**Task prompt**
Copy only what runs from the line containing "If you could pin the blue eye" through the end of the material below, line for line, with both ends included.

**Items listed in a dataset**
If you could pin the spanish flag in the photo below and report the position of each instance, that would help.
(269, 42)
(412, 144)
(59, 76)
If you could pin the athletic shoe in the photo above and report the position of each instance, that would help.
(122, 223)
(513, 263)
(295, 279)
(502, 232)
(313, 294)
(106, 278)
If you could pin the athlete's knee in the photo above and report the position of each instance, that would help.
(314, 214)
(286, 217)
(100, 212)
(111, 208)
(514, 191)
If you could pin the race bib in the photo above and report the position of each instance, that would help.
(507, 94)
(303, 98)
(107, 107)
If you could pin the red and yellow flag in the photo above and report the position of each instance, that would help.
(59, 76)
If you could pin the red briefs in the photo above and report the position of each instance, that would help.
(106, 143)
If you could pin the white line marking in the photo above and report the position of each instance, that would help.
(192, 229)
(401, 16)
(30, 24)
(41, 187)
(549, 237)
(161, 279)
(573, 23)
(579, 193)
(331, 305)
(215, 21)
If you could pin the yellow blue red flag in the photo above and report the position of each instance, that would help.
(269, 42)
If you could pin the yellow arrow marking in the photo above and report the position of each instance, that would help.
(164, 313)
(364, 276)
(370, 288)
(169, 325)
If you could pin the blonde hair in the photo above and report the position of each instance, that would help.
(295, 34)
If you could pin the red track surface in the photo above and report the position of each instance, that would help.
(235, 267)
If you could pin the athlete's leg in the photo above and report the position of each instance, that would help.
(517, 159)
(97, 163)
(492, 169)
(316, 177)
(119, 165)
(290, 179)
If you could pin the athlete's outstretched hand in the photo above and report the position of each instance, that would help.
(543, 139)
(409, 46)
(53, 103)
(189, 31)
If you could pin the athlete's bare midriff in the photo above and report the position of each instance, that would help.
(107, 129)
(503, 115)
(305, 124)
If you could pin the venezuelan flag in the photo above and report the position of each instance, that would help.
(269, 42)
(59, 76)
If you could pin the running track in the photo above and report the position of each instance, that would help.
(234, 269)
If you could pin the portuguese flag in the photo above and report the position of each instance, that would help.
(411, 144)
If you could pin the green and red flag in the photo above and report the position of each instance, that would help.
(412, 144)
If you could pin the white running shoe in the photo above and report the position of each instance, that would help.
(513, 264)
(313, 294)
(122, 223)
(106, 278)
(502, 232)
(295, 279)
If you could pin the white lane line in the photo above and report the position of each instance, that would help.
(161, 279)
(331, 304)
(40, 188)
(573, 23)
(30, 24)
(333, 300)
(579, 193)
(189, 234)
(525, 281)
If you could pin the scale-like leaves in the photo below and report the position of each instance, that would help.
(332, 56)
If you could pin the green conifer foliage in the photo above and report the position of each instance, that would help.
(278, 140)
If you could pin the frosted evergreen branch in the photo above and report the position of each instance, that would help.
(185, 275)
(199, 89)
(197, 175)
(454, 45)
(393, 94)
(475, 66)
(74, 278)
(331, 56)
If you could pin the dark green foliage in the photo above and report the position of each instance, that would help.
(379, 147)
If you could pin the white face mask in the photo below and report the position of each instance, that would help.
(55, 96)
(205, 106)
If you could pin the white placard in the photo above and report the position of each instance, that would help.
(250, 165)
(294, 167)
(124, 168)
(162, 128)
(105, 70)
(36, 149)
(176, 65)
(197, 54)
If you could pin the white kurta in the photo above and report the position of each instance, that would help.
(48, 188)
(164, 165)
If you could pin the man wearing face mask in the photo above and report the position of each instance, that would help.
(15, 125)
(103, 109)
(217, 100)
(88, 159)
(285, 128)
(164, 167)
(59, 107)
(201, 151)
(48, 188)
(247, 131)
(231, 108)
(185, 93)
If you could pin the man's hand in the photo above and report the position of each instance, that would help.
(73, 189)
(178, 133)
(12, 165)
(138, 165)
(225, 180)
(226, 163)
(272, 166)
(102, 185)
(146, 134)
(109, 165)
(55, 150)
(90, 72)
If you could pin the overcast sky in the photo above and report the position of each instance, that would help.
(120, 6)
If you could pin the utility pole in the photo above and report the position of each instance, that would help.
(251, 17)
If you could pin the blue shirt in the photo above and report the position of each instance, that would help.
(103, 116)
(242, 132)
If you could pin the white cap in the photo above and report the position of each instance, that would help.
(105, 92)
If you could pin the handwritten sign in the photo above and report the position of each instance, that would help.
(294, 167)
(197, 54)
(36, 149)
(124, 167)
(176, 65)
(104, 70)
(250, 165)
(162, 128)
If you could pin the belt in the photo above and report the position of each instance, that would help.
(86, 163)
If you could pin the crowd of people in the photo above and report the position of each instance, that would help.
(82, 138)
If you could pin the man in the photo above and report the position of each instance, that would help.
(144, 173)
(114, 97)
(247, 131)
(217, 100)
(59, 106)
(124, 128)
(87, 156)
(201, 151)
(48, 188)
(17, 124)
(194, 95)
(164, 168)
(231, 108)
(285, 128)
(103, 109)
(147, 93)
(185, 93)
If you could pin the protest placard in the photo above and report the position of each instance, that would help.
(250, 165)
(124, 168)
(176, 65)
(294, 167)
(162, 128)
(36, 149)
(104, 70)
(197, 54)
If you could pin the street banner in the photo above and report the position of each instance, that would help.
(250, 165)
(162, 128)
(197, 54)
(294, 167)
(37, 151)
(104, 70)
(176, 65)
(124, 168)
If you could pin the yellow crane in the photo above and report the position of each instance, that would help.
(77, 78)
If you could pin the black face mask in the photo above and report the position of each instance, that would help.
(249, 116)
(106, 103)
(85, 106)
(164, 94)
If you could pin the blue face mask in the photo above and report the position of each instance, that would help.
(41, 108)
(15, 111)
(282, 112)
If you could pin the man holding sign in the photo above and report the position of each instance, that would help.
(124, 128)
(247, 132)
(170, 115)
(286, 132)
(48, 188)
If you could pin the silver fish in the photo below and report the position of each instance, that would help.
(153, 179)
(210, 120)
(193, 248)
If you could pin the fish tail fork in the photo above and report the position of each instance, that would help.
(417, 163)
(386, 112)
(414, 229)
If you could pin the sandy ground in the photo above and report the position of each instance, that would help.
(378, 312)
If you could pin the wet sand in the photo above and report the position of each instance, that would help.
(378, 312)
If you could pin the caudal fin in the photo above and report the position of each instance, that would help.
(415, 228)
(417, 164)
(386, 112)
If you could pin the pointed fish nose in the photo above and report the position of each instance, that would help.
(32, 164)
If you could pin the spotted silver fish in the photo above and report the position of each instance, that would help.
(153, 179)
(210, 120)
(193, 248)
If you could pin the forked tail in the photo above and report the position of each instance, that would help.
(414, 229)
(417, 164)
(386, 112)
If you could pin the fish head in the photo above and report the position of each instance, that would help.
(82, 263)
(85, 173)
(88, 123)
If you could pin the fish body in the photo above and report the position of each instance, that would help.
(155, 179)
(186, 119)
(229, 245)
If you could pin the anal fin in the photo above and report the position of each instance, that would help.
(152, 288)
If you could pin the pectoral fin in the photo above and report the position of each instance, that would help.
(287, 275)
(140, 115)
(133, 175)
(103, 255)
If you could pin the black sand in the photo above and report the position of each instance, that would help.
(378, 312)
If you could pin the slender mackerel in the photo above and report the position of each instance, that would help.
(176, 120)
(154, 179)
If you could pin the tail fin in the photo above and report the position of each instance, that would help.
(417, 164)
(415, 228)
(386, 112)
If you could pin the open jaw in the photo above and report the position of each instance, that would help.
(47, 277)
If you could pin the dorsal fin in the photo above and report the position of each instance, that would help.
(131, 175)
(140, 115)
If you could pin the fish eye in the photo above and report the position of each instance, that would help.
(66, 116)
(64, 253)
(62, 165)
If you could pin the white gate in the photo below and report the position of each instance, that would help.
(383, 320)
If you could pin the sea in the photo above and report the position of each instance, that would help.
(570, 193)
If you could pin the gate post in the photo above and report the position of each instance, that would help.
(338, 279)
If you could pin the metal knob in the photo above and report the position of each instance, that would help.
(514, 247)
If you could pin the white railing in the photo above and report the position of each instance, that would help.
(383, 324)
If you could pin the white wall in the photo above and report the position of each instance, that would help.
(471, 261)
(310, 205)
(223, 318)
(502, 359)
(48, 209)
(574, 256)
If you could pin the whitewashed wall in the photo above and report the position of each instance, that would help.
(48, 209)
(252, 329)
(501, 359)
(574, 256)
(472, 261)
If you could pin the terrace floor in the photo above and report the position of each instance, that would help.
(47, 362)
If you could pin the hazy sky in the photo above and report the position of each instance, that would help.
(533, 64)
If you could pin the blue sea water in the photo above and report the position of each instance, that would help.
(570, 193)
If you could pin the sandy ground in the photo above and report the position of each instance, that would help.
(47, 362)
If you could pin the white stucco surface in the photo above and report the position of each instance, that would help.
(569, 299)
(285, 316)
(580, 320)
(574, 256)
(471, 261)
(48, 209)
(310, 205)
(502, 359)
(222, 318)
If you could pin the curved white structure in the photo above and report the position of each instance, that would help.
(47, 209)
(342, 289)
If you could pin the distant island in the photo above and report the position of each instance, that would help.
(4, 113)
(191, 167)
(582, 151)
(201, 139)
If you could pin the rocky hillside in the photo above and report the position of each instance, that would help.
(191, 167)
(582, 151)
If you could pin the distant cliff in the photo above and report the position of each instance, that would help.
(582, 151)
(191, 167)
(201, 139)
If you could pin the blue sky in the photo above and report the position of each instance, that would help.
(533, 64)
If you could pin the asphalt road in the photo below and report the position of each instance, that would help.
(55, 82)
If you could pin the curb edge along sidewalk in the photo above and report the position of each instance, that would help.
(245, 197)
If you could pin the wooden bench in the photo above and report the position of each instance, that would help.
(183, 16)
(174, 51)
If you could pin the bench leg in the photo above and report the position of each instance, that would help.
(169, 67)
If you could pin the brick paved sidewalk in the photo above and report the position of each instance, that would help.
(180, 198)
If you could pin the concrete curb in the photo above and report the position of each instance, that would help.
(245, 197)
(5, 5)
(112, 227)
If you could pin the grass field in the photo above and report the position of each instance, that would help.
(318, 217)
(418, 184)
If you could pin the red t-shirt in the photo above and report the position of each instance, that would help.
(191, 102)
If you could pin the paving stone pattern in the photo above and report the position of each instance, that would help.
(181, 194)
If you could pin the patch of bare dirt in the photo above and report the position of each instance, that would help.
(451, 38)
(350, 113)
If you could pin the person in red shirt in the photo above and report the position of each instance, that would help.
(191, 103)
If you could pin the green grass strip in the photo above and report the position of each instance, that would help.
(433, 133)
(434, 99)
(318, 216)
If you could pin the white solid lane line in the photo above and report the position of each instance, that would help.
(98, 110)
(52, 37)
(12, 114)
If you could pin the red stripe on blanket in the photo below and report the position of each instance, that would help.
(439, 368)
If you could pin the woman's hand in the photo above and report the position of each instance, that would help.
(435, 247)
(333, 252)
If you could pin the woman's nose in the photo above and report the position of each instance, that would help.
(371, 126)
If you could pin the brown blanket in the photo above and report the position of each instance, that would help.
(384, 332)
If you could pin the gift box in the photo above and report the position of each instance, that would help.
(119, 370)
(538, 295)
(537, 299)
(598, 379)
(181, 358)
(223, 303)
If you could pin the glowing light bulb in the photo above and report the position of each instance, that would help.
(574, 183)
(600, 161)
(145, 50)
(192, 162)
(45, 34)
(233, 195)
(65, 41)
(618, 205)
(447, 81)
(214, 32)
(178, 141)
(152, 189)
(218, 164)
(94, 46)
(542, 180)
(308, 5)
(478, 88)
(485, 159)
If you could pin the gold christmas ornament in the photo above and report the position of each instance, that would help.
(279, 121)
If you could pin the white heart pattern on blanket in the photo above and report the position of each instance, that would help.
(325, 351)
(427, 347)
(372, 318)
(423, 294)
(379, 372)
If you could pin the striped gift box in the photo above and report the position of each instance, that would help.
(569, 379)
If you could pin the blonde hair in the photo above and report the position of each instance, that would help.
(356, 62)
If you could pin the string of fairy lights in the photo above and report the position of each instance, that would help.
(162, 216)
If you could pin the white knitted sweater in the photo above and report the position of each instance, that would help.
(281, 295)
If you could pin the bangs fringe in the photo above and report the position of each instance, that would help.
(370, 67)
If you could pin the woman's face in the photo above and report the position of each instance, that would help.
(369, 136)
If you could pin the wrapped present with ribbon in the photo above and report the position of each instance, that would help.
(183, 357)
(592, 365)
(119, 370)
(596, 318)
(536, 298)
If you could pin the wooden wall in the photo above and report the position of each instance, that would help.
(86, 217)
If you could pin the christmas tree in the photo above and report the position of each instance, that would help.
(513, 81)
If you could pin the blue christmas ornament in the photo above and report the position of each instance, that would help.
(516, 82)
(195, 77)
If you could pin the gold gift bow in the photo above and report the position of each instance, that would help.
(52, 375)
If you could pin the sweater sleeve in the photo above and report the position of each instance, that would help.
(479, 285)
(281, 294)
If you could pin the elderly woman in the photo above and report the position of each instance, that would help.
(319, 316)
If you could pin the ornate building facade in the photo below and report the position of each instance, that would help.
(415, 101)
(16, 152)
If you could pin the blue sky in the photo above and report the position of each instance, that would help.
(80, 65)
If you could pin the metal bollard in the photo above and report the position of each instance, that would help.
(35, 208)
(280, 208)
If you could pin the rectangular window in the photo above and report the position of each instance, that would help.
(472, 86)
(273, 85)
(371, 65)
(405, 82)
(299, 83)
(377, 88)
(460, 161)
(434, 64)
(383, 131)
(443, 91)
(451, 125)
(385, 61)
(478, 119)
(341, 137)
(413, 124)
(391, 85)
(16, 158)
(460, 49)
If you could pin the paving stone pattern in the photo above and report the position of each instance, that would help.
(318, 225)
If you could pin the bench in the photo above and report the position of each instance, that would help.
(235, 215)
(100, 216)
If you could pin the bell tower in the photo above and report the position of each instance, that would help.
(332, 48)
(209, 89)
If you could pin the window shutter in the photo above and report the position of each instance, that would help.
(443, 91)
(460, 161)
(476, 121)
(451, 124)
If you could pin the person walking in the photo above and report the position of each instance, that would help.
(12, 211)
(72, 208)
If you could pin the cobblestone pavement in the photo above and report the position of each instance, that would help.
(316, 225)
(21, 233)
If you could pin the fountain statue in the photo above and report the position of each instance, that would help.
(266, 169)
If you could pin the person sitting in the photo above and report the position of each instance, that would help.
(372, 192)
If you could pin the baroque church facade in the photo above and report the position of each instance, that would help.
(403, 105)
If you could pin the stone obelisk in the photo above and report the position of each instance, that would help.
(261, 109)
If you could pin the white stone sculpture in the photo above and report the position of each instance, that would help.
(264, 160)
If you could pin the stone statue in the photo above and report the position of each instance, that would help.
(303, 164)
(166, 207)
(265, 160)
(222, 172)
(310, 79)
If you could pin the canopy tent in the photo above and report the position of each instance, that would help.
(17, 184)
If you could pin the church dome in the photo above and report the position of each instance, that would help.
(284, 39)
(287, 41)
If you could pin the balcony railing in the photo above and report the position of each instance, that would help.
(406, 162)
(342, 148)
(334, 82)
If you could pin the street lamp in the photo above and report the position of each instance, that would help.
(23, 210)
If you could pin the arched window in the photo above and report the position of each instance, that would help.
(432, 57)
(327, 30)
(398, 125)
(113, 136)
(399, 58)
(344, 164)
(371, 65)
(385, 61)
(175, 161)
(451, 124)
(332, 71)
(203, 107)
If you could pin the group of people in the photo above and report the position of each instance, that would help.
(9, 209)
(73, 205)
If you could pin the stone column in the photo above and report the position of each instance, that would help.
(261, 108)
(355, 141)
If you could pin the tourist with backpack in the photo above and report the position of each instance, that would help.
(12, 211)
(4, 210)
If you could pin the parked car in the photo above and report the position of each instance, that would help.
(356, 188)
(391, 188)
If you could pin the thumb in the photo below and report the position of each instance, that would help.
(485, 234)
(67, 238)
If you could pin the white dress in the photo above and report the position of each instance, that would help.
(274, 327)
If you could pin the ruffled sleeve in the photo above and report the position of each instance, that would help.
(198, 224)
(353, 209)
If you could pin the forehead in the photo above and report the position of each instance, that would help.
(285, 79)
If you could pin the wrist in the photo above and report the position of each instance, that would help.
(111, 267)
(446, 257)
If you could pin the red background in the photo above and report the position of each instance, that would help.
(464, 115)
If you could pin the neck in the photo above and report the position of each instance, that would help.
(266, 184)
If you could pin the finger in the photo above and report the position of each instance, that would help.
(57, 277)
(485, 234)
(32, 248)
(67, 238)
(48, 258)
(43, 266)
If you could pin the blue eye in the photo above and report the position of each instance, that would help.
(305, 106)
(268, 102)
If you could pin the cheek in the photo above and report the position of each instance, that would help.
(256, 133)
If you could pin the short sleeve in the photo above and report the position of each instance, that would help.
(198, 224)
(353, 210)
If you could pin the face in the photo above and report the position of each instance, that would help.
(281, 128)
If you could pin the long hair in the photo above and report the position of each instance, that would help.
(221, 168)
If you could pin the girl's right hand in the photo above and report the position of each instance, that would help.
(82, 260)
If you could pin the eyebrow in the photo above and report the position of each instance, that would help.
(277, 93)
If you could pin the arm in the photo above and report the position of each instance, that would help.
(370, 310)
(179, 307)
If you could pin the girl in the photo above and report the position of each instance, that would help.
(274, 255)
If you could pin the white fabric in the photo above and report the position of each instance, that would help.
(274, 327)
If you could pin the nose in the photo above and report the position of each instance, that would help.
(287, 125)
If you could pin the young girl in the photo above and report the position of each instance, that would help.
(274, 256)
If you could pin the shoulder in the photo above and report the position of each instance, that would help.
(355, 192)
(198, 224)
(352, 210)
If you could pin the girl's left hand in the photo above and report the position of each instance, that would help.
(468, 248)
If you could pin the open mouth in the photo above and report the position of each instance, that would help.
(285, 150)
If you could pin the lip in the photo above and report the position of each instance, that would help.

**Final result**
If you could pin the blue eye in the photo above and report the position of each instance, that would help.
(305, 106)
(268, 102)
If you could pin the cheek in the photo above and report the position of each instance, that would help.
(256, 133)
If you could pin the short sleeve in the photo above and report the position of each instance, that would help.
(198, 224)
(353, 210)
If you could pin the face in the photo above and report the position of each instance, that would help.
(281, 128)
If you could pin the long hair in the photo above and report the position of each instance, that would help.
(221, 168)
If you could pin the girl's right hand in the photo above and report the position of each instance, that would help.
(82, 260)
If you could pin the eyebrow in the photo above and report the position of each instance, that would help.
(277, 93)
If you could pin the arm in the photo above and report the position of each instance, that would help.
(370, 310)
(179, 307)
If you could pin the girl in the photo above and report the position of each instance, that would help.
(274, 255)
If you could pin the white fabric in the photo above and report the position of each instance, that would help.
(274, 327)
If you could pin the nose in the photo above and report the position of each instance, that would help.
(287, 125)
If you could pin the young girl in the photo above and report the position of each instance, that would help.
(274, 256)
If you could pin the shoulder in the photo above and report the position of each instance, that would help.
(355, 192)
(198, 224)
(352, 210)
If you could pin the girl's left hand in the photo above and report the position of each instance, that would help.
(468, 248)
If you could pin the open mouth in the photo above and report the position of each instance, that would help.
(285, 150)
If you could pin the lip in the photo above and report the position of each instance, that would help.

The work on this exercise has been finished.